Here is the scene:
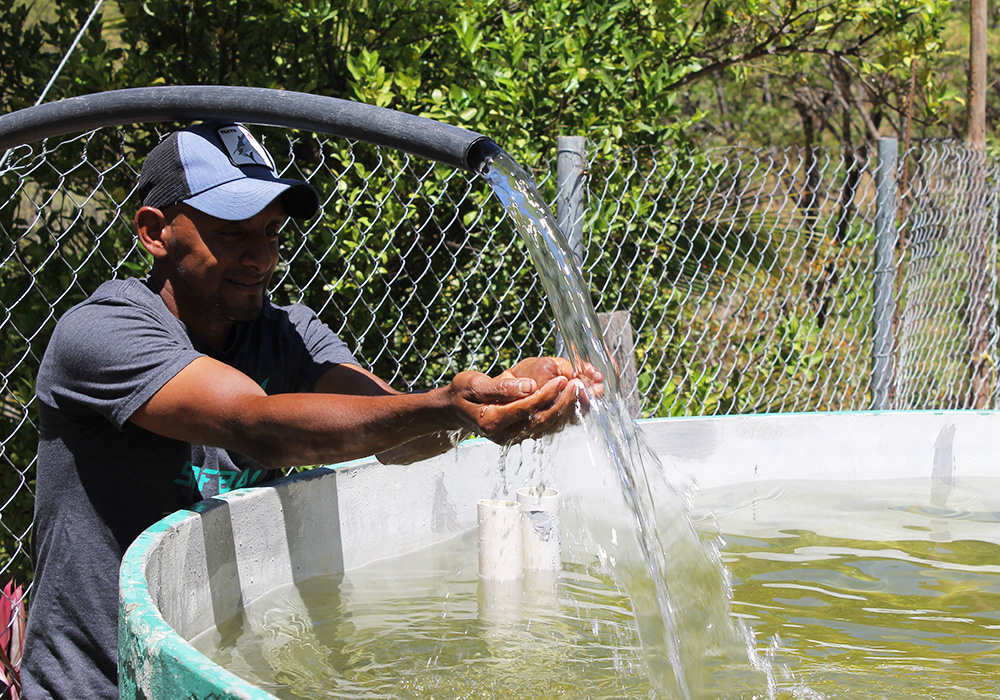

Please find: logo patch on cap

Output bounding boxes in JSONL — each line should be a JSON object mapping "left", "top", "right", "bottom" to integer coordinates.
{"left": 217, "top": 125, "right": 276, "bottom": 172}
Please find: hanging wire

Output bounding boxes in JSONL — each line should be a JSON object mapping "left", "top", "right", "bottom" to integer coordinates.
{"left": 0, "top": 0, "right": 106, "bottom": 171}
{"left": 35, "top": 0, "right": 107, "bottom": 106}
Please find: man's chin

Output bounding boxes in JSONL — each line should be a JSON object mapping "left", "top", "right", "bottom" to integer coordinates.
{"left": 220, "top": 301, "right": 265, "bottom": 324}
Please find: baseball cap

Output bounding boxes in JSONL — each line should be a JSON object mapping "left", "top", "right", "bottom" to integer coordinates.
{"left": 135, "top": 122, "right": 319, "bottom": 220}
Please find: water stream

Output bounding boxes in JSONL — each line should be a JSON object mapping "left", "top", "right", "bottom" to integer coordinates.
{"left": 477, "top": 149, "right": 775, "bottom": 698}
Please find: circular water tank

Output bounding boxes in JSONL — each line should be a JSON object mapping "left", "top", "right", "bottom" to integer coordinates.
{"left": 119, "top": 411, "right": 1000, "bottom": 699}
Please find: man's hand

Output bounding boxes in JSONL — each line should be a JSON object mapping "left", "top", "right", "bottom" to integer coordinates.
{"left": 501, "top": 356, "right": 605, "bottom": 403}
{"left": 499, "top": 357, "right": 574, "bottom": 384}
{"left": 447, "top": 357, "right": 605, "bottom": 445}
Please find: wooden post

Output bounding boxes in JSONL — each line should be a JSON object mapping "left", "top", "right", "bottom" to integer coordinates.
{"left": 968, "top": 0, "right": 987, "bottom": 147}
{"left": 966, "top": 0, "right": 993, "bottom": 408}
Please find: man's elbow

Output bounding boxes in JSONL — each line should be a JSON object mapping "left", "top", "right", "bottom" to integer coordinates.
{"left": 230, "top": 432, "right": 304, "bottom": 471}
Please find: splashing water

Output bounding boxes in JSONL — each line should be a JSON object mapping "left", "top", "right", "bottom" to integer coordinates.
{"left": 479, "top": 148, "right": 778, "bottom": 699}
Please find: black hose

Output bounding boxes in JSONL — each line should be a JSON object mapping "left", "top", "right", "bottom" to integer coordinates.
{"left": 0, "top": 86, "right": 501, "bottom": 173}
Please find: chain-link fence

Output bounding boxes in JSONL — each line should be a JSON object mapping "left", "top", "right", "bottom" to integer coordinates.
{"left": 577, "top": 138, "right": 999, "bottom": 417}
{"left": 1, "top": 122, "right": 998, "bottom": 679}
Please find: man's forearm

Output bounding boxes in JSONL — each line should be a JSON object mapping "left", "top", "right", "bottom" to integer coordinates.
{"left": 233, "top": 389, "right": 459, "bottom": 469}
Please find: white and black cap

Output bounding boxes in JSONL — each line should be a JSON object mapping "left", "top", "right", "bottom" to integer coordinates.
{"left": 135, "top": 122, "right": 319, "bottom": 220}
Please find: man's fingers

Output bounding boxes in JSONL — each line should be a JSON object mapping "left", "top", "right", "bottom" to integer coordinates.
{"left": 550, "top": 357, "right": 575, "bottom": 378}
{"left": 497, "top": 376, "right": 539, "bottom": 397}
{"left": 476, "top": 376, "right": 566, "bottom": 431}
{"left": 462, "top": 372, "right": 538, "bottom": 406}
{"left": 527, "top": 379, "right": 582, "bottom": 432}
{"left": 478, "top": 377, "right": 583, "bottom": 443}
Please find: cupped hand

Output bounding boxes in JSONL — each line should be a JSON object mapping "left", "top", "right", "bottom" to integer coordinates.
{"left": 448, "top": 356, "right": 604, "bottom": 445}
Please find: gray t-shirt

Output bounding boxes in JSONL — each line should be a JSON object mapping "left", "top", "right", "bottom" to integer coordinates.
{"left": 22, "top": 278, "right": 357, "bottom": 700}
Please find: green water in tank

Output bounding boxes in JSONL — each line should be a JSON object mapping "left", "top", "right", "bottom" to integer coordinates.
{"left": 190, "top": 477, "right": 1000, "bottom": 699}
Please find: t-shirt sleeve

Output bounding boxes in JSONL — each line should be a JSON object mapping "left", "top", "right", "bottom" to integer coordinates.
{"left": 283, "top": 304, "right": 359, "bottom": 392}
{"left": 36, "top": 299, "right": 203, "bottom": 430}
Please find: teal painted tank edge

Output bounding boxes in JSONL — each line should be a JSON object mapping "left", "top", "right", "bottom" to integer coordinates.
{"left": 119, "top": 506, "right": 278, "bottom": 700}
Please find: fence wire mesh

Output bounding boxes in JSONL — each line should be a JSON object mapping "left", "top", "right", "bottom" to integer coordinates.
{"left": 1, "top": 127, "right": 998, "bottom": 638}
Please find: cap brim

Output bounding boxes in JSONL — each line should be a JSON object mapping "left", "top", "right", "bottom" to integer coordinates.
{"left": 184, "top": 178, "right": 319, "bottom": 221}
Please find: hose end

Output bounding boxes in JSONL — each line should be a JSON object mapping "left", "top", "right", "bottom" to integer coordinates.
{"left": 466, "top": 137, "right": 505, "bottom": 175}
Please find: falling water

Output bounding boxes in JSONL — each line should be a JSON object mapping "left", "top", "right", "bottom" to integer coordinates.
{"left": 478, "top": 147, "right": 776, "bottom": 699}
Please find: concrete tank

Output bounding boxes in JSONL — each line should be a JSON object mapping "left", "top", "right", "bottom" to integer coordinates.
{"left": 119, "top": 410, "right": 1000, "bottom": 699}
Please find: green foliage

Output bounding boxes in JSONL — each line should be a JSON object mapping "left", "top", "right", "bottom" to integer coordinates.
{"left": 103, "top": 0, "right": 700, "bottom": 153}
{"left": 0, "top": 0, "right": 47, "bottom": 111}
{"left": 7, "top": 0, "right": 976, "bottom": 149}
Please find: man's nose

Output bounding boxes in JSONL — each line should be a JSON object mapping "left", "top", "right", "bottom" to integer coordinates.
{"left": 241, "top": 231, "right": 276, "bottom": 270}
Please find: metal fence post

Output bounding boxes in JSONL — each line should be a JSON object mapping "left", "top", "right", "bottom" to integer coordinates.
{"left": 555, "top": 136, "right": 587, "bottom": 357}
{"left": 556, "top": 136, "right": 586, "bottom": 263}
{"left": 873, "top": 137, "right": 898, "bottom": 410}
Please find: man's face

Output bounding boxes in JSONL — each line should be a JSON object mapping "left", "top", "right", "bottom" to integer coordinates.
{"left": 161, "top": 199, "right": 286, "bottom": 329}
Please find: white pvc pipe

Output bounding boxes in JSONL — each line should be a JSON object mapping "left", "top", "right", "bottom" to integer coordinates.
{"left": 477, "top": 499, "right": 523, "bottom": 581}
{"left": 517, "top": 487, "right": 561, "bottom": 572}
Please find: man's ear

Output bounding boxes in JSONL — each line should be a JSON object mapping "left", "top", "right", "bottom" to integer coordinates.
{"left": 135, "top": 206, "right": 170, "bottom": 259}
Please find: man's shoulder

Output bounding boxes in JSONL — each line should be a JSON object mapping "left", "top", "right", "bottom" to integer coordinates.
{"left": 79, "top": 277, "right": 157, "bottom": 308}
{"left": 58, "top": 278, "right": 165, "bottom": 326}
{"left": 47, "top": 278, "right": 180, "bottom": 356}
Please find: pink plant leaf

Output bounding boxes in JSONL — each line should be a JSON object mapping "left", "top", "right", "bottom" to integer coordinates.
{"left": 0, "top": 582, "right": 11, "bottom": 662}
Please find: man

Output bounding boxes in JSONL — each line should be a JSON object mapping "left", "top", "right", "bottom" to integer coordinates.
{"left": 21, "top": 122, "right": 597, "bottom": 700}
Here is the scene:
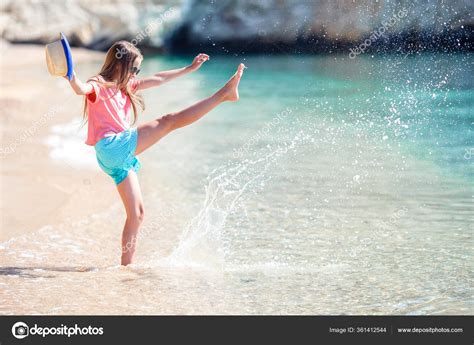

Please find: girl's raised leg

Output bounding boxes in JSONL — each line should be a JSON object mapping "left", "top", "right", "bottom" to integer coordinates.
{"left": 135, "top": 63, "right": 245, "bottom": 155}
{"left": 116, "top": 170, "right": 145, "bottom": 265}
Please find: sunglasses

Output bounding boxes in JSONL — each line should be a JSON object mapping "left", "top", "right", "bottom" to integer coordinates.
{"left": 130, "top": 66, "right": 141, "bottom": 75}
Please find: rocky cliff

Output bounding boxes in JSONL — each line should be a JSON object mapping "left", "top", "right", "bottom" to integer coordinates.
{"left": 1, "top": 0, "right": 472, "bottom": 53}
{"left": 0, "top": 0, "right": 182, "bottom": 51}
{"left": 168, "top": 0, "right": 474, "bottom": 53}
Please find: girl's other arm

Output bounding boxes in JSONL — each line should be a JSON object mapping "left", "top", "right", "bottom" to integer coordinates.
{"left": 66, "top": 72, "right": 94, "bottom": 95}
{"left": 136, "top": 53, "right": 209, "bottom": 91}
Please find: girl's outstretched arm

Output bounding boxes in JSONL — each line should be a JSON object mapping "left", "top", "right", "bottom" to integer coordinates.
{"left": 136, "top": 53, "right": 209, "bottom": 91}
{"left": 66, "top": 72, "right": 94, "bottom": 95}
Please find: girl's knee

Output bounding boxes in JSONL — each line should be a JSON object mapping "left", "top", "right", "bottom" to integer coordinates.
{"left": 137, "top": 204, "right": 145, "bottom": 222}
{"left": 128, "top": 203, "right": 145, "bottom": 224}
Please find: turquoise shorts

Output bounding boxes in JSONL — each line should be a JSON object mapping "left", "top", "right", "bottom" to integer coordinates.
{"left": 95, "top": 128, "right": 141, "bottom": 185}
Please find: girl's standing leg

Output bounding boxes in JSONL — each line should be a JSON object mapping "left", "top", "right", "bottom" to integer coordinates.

EXERCISE OBJECTIVE ▸
A word-for-word copy is needed, starting at the first line of the listing and ending with the line bearing "Please find: wooden post". No pictures.

YOUR SOLUTION ▸
Here is the scene:

Please find: logo patch on cap

Output bounding boxes in JSONL — each line should be a JSON object mapping "left", "top", "right", "bottom" to integer coordinates.
{"left": 217, "top": 125, "right": 276, "bottom": 172}
Please find: hanging wire

Output bounding boxes in JSONL — each line should be a JSON object mapping "left", "top", "right", "bottom" to integer coordinates.
{"left": 0, "top": 0, "right": 106, "bottom": 171}
{"left": 35, "top": 0, "right": 107, "bottom": 106}
Please find: man's chin

Output bounding boxes in JSONL — each line should be a JSON object mapping "left", "top", "right", "bottom" to integer coordinates.
{"left": 220, "top": 301, "right": 265, "bottom": 324}
Please find: baseball cap

Output bounding boxes in JSONL — each line should be a JSON object mapping "left", "top", "right", "bottom" to integer coordinates.
{"left": 135, "top": 122, "right": 319, "bottom": 220}
Please find: water stream

Output bounding boxes in JSONL — each line should be a JSON object mapping "left", "top", "right", "bottom" to integer coordinates.
{"left": 477, "top": 149, "right": 775, "bottom": 698}
Please find: circular water tank

Output bounding boxes in JSONL — each line should be a JSON object mapping "left", "top", "right", "bottom" to integer coordinates.
{"left": 119, "top": 411, "right": 1000, "bottom": 699}
Please find: man's hand

Output bounding boxes in JSONL — each line should be a JSON object mapping "left", "top", "right", "bottom" to integer coordinates.
{"left": 501, "top": 356, "right": 605, "bottom": 403}
{"left": 499, "top": 357, "right": 574, "bottom": 384}
{"left": 447, "top": 357, "right": 605, "bottom": 445}
Please find: wooden post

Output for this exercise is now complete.